**AIM OF THE TASK:** Exclude all pictures, then restate the entries below word for word.

-------- RECORD EXTRACTS

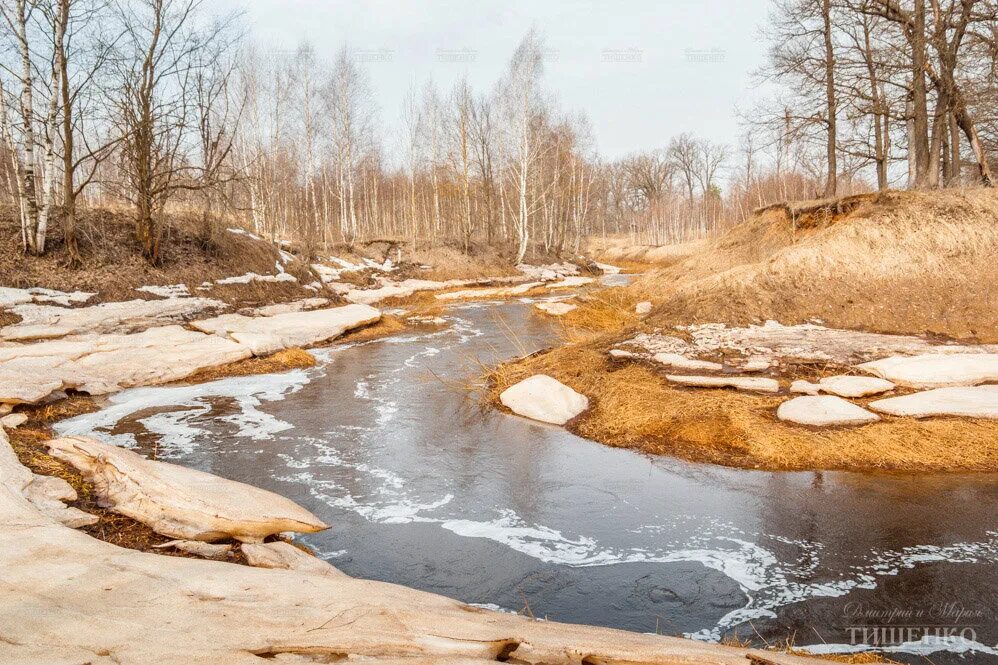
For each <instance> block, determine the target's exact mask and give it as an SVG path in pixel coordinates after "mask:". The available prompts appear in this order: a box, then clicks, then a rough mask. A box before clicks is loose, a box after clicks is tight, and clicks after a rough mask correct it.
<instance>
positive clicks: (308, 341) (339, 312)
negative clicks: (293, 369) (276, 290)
mask: <svg viewBox="0 0 998 665" xmlns="http://www.w3.org/2000/svg"><path fill="white" fill-rule="evenodd" d="M380 318H381V312H379V311H378V310H376V309H374V308H373V307H369V306H367V305H345V306H343V307H334V308H332V309H319V310H312V311H309V312H284V313H279V314H274V315H273V316H257V317H251V316H243V315H242V314H223V315H222V316H217V317H215V318H212V319H204V320H201V321H195V322H193V323H192V324H191V325H192V326H193V327H194V328H196V329H197V330H200V331H201V332H205V333H209V334H214V335H221V336H227V337H229V338H231V339H233V340H235V341H236V342H239V344H241V345H244V346H246V347H247V348H249V349H250V350H251V351H252V352H253V354H254V355H257V356H260V355H267V354H270V353H274V352H275V351H280V350H282V349H286V348H290V347H294V346H310V345H312V344H318V343H320V342H325V341H328V340H331V339H334V338H336V337H339V336H340V335H342V334H343V333H344V332H346V331H347V330H352V329H353V328H357V327H360V326H364V325H367V324H369V323H374V322H375V321H377V320H379V319H380Z"/></svg>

----------------

**SOLVED PROBLEM:**
For each <instance> block, determine the target's exact mask and give it as an SVG path in pixel coordinates after "mask:". The available prompts appear in this order: a box, then clicks, then a rough mask. A box before clicks is loose, a box after clicks is tight, and clicks after a rough mask correct it.
<instance>
positive clicks: (308, 341) (339, 312)
negative clicks: (293, 369) (276, 290)
mask: <svg viewBox="0 0 998 665" xmlns="http://www.w3.org/2000/svg"><path fill="white" fill-rule="evenodd" d="M380 318H381V312H379V311H378V310H376V309H374V308H373V307H369V306H367V305H345V306H343V307H334V308H332V309H319V310H312V311H309V312H284V313H279V314H274V315H273V316H257V317H251V316H243V315H242V314H223V315H222V316H217V317H215V318H212V319H204V320H201V321H195V322H193V323H192V324H191V325H192V326H193V327H194V328H196V329H197V330H200V331H201V332H205V333H209V334H214V335H221V336H227V337H229V338H231V339H233V340H235V341H236V342H239V344H241V345H244V346H246V347H247V348H249V349H250V350H251V351H252V352H253V354H254V355H257V356H260V355H267V354H270V353H274V352H275V351H280V350H282V349H286V348H290V347H294V346H310V345H312V344H318V343H320V342H325V341H328V340H331V339H334V338H336V337H339V336H340V335H342V334H343V333H344V332H346V331H347V330H352V329H353V328H357V327H360V326H364V325H367V324H369V323H374V322H375V321H377V320H379V319H380Z"/></svg>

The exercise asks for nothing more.